▶ _Consigna 1_:
Responde con los datos del texto sobre el empleo público:
(a) ¿Qué méritos deberían reconocerse como incentivos en la carrera profesional?
(b) ¿Cuáles deberían ser las únicas jefaturas estructurales?
(c) ¿Por qué vías debería canalizarse el conflicto laboral?
▶ _Consigna 2_:
Indica si cada afirmación coincide con el texto sobre el empleo público. Responde sí o no y cita las palabras del texto que lo deciden.
(a) La carrera vertical debería ser habitual y amplia.
(b) Quienes dirigen proyectos podrían quedarse de forma permanente en esos puestos.
(c) Los servicios que la Administración ofrece a la ciudadanía se consideran esenciales.
▶ _Consigna 3_: Escribe la continuación del texto sobre el empleo público a partir de su última oración.

▶ _Texto de estudio_:
━━━━━━━━━━━━━━━━━━━━━━━━━━━━━━

La Innovación como valor: En la carrera profesional deberían incorporarse incentivos externos y transversales como el reconocimiento de méritos en materia de innovación, en dirección de proyectos y en trabajo colaborativo.
Dirección profesionalizada: La carrera vertical, entendida como la posibilidad de ir ocupando jefaturas orgánicas, debería ser excepcional y muy acotada. Por una parte, en la nueva organización del trabajo no deberían existir puestos de jefatura inferiores o intermedios ya que el nuevo modelo de organización se debería basar en los proyectos: los profesionales que dirigen proyectos lo deben hacer de manera variable, flexible y competitiva sin poder asentarse de manera definitiva en estas posiciones pero reconociéndose estos méritos en su portafolio profesional con impacto retributivo (tanto variable como consolidado). Para acceder a posiciones directivas (las únicas jefaturas estructurales deberían ser directivas) haría falta una vocación y unas competencias específicas para ello que consistirían en mostrar la capacidad reiterada en dirigir procesos complejos e innovadores y una capacitación específica en materia de organización del trabajo de forma persuasiva y motivadora. También habría que ponderar en estos perfiles sus competencias en definir un relato estratégico y su capacidad en diseñar e implantar los mecanismos relacionales necesarios con los agentes externos de la Administración.
Derechos laborales sin privilegios: El marco de relaciones laborales no debería incorporar un sistema de privilegios que socialmente son inaceptables y debería regirse de manera parecida a la regulación laboral ordinaria de cada país. El modelo de relaciones laborales de carácter público no debería poseer especificidades propias (o sino las mínimas) en materia de dedicación en tiempo, en vacaciones, conciliación y en otros derechos laborales. La única diferencia entre el sistema de empleo público en relación con el privado debería limitarse en reducir en la Administración pública la influencia sindical y el derecho a huelga. El conflicto laboral debería canalizarse por vías internas institucionalizadas y, en casos justificados, por arbitrajes independientes obligatorios tanto en su utilización como en su resolución. Hay que tener presente que las organizaciones públicas son conceptualmente distintas a las privadas en dos elementos clave: en la Administración pública no hay ninguna instancia que pueda asumir el rol de patronal y esto la debilita en materia de relaciones laborales y, por tanto, hay que empoderarla legalmente. Por otra parte, todos los servicios de la Administración que ofrece a la ciudanía, sean directos o indirectos, son servicios esenciales que no deberían ser objeto de huelgas ante la indefensión manifiesta de la ciudanía (que representa una indefensa, difusa y fragmentada patronal) y de la clase política que ejerce el mandato representativo de la ciudadanía.

━━━━━━━━━━━━━━━━━━━━━━━━━━━━━━

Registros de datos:
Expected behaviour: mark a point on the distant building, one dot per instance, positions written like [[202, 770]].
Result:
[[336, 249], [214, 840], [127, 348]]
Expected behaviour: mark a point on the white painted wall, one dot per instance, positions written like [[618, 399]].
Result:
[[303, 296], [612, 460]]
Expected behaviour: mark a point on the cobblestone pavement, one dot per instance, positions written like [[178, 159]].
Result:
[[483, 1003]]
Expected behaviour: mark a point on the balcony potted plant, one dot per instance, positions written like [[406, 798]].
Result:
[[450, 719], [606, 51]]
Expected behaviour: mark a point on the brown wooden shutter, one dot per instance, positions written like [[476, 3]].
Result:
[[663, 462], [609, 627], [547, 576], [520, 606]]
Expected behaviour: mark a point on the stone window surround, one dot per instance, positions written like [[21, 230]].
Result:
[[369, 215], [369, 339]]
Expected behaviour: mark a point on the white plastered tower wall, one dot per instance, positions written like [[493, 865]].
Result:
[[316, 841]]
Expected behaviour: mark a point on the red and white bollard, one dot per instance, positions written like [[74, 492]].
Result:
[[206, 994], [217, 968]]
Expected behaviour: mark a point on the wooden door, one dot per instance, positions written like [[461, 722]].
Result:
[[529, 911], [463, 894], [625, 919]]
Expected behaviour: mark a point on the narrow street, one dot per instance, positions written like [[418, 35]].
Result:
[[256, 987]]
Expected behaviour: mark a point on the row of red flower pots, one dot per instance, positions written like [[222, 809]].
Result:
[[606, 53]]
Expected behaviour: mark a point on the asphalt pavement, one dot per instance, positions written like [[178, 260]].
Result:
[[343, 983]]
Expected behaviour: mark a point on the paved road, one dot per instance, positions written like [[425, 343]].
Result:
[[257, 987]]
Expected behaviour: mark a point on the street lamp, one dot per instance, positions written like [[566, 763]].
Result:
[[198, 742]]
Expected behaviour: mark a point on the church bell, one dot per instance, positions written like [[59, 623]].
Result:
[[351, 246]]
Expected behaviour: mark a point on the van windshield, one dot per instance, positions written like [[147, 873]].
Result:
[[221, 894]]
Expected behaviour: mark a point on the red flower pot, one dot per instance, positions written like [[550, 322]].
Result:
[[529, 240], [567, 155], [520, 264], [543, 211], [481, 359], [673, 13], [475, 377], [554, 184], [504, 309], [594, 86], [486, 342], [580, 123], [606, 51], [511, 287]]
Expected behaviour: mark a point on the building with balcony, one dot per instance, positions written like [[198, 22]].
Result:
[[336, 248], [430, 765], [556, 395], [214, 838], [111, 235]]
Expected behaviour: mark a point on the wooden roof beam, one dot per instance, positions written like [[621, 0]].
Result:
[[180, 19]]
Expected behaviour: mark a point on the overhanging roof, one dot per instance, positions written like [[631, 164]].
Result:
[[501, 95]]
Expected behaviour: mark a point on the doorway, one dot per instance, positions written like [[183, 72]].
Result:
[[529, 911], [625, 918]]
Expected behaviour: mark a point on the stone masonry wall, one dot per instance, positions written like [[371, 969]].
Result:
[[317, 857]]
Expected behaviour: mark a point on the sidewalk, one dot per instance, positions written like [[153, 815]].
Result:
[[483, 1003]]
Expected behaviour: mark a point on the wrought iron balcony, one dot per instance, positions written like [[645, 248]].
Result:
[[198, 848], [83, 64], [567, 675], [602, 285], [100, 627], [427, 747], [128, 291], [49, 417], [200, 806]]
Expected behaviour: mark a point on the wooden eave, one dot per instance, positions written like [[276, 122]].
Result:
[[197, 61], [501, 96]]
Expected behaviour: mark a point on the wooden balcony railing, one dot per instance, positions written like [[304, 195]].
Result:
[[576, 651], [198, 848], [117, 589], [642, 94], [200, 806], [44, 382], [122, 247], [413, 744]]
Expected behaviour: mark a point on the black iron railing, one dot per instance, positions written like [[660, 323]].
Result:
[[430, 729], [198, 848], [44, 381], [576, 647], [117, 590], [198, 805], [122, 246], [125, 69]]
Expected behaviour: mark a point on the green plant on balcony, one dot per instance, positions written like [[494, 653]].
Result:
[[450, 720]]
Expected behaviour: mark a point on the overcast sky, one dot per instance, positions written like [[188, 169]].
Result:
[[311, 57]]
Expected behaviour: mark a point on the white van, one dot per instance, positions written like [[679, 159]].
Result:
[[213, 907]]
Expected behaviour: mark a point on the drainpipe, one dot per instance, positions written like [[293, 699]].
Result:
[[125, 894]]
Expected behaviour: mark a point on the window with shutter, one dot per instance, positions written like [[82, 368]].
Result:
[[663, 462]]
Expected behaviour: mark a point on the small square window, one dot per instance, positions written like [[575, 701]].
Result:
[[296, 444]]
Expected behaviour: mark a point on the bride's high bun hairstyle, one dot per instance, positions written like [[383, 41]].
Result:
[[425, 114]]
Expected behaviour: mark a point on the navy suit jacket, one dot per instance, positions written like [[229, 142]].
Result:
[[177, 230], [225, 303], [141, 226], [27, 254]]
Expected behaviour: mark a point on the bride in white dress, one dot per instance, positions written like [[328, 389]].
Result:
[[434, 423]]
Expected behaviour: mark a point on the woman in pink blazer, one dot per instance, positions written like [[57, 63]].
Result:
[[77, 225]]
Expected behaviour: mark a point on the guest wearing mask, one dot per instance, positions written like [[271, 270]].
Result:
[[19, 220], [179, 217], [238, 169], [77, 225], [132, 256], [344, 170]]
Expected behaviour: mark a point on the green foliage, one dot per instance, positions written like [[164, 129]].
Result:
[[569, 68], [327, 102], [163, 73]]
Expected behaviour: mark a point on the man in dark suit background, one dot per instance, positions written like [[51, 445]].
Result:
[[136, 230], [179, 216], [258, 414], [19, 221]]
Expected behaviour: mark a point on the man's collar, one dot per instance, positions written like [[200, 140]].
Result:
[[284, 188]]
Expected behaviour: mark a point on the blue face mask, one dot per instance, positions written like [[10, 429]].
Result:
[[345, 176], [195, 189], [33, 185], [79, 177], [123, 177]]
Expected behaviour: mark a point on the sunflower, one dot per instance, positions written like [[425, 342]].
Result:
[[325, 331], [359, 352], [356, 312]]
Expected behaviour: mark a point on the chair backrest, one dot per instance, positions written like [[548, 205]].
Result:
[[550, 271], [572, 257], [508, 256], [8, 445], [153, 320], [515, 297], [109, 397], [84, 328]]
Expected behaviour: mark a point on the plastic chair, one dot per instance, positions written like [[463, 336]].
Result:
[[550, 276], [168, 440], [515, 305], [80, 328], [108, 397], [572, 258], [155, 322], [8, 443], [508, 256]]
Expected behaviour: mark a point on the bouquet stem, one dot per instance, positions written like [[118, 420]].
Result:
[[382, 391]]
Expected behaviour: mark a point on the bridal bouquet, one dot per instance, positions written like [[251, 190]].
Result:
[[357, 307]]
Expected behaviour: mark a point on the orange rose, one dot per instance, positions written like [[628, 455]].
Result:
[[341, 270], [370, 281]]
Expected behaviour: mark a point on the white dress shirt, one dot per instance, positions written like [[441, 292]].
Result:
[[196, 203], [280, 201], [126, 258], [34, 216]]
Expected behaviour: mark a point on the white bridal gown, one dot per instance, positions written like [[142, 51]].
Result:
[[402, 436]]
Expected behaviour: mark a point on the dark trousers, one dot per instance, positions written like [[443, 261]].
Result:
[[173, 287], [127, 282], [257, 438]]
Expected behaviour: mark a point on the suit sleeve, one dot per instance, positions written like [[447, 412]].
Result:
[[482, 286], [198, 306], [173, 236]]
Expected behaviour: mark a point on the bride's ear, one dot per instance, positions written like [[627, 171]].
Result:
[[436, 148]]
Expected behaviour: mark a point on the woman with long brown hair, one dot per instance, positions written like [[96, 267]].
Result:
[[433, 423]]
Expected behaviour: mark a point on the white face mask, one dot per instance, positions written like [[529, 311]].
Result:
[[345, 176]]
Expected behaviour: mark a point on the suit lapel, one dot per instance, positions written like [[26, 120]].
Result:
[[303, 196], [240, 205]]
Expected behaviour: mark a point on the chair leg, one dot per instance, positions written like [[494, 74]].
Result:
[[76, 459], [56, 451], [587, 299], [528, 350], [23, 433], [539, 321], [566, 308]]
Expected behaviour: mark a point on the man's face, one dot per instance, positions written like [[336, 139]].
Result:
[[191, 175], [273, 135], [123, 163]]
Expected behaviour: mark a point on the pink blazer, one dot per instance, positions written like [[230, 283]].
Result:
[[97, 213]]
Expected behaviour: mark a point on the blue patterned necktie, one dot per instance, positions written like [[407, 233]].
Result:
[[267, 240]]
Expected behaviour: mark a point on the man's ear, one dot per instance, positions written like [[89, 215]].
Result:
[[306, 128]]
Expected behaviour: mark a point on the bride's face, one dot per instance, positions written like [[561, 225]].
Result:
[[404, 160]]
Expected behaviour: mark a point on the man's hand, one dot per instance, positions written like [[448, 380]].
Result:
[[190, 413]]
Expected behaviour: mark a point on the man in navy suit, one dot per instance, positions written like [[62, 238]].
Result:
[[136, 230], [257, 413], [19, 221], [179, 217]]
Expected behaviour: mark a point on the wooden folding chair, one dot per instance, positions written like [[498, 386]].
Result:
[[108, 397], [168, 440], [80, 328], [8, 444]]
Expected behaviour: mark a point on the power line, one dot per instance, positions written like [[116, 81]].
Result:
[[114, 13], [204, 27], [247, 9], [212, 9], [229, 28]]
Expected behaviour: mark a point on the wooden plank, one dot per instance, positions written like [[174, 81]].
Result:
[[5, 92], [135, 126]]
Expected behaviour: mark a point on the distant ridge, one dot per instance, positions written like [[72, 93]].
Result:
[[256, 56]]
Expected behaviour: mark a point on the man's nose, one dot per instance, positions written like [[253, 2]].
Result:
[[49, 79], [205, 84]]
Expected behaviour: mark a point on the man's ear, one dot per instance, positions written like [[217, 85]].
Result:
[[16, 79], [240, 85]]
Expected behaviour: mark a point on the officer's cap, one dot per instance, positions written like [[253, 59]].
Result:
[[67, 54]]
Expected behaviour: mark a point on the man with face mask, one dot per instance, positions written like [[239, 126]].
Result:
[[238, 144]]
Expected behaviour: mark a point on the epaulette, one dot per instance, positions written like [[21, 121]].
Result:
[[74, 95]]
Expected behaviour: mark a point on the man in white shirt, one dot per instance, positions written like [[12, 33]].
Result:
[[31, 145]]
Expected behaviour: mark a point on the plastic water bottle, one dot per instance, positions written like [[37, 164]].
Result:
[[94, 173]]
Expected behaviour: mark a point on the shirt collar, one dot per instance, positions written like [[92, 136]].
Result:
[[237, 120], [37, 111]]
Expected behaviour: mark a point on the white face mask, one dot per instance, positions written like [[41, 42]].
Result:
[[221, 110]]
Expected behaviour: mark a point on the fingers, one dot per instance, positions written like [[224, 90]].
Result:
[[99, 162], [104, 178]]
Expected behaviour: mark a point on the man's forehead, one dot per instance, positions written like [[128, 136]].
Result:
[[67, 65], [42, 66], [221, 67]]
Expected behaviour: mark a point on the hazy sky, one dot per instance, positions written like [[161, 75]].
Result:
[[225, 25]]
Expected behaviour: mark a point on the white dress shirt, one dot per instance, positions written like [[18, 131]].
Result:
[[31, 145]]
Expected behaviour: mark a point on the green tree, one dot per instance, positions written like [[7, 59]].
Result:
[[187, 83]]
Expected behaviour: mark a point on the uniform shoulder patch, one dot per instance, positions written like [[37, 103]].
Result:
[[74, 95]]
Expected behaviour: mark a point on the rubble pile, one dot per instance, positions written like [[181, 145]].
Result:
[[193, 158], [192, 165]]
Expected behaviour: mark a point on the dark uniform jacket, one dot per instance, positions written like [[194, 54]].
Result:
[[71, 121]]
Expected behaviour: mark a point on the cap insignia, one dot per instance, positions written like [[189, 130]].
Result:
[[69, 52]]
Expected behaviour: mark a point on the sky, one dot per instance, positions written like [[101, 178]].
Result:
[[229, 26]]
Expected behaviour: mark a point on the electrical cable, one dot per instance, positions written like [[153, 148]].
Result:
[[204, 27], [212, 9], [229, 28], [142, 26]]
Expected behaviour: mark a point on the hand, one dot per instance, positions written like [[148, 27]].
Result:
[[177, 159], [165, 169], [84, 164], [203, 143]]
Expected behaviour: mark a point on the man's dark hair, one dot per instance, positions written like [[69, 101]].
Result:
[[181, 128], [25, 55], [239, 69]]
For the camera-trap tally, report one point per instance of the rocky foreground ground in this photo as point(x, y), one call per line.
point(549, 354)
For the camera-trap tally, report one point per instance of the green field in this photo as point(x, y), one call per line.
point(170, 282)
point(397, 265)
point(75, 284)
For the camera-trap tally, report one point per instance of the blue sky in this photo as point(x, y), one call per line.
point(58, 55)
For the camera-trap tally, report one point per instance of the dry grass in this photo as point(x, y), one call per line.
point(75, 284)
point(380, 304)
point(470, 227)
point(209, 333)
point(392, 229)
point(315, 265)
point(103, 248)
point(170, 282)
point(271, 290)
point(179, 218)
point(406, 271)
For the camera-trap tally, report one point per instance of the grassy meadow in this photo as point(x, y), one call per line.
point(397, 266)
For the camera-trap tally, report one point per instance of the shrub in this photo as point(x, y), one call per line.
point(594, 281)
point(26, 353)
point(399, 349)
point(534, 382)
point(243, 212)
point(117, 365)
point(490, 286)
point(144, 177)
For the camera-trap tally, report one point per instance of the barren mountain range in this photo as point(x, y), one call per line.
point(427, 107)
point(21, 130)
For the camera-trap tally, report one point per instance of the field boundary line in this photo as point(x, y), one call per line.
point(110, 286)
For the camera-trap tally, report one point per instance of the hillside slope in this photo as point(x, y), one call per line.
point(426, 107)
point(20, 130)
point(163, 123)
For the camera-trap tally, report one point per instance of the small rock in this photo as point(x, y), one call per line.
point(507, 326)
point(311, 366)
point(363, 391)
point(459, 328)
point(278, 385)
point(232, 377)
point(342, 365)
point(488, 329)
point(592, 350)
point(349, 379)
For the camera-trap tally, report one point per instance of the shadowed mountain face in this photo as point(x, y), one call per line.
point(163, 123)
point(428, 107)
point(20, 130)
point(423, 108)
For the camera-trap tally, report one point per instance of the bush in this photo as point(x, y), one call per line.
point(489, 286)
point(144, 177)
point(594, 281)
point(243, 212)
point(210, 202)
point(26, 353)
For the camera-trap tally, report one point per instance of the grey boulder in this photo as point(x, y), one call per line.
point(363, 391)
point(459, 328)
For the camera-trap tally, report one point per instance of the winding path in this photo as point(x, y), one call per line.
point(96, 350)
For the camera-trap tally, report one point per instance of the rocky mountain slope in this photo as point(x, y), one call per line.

━━━━━━━━━━━━━━━━━━━━━━━━━━━━━━

▶ _Respuesta del ejercicio 1_:
(a) Los méritos en materia de innovación, en dirección de proyectos y en trabajo colaborativo.
(b) Las directivas.
(c) Por vías internas institucionalizadas y, en casos justificados, por arbitrajes independientes obligatorios.

▶ _Respuesta del ejercicio 2_:
(a) No: «debería ser excepcional y muy acotada».
(b) No: «sin poder asentarse de manera definitiva en estas posiciones».
(c) Sí: «son servicios esenciales que no deberían ser objeto de huelgas».

▶ _Respuesta del ejercicio 3_:
Regulación especial limitada: En todo caso, es cierto que la función pública es tan distinta a la función privada que en casos extraordinarios y muy bien acotados debería generarse un marco regulatorio propio y distinto al régimen laboral de carácter general. Esta regulación extraordinaria debería limitarse únicamente a los elementos diferenciales en dos ámbitos: por una parte, los empleados públicos que ejercen funciones de autoridad (fuerzas armadas, cuerpos de seguridad, judicatura, actividades reguladoras de alta intensidad, inspección fiscal). Por otra parte, al personal directivo que conversa directamente con la dimensión política y, por tanto, habría que evitar la politización o arbitrariedad política en la denominada dirección pública profesional. Este blindaje especial y bien regulado debería también extenderse a todo el personal técnico que convive directamente con los cargos de naturaleza política.